(Texte extrait):
....................

Loi PACTE : le point sur les dispositions cryptos

 L’encadrement juridique des crypto-actifs devrait aboutir à la supervision de la plupart des prestataires de services en crypto-actifs par les autorités de contrôle (ACPR, AMF et TRACFIN). En effet, le projet de loi PACTE adopté en première lecture par l’Assemblée nationale soumet à la LCB-FT :

  • les gestionnaires de clés privées (prévu par la dernière directive UE) ;

Étrangement, les ICOs non labellisées par l’AMF et les PSAN ne demandant pas d’agrément ne seront pas soumis aux obligations LCB-FT…

 

Les cinq commandements de la conformité LCB-FT

Nombre de porteurs de projets cryptos pensent que la LCB-FT se résume à la collecte préalable d’une pièce d’identité. Ce n’est pas suffisant : il importe d’adopter une véritable « approche par les risques » et de prévoir toute une série de mesures organisationnelles et préventives.

1. Identifier les risques de BC-FT

Pour atténuer le risque économique attaché à la mise en œuvre des obligations LCB-FT, il est indispensable de graduer ses procédures.

La LCB-FT n’est pas, en effet, un régime juridique monolithique et absolu. Elle laisse une certaine marge de manœuvre aux assujettis.

Il convient donc en premier lieu d’identifier les risques : les opérations du clients sont-elles suspectes ? correspondent-elles au profil du client ? le client réside-t-il dans un pays à risque ? travaille-t-il dans un secteur à risque ? est-il politiquement exposé ? figure-t-il sur une liste de sanctions ?

2. Adopter des mesures adéquates et proportionnées de LCB-FT

Des mesures d’investigation doivent ensuite être mises en œuvre selon le niveau de risque déterminé. Le but est, in fine, de pouvoir être suffisamment certain que les fonds recueillis ne proviennent pas d’activités illicites ni ne sont destinés à financer le terrorisme.

....................

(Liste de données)
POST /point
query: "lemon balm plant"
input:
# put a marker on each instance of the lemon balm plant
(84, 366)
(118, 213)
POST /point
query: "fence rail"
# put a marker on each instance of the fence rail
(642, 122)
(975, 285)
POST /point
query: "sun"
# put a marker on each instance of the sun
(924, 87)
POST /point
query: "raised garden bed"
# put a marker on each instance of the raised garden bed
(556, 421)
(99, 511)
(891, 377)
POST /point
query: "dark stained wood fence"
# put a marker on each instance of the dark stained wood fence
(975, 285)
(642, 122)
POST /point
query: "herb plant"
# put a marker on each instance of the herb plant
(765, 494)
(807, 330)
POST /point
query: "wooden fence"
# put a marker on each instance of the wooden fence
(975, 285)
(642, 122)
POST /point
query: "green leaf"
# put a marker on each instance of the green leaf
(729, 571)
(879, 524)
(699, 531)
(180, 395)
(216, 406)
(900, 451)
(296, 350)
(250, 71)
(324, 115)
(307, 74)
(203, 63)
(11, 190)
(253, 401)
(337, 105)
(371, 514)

....................

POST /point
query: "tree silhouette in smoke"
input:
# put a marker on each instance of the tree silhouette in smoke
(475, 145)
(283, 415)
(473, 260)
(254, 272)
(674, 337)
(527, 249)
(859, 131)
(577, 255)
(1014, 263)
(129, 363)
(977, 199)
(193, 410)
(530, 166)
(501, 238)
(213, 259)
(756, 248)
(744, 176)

....................

(Actions demandées):
1. Recopiez à l'identique le passage du texte sur la loi PACTE qui va de « Nombre de porteurs » à « manœuvre aux assujettis. ».
2. Combien de lignes de la liste contiennent la chaîne « raised », casse comprise ? Donnez uniquement ce nombre.

(Réponses fournies):
1.
Nombre de porteurs de projets cryptos pensent que la LCB-FT se résume à la collecte préalable d’une pièce d’identité. Ce n’est pas suffisant : il importe d’adopter une véritable « approche par les risques » et de prévoir toute une série de mesures organisationnelles et préventives.

1. Identifier les risques de BC-FT

Pour atténuer le risque économique attaché à la mise en œuvre des obligations LCB-FT, il est indispensable de graduer ses procédures.

La LCB-FT n’est pas, en effet, un régime juridique monolithique et absolu. Elle laisse une certaine marge de manœuvre aux assujettis.

2. 2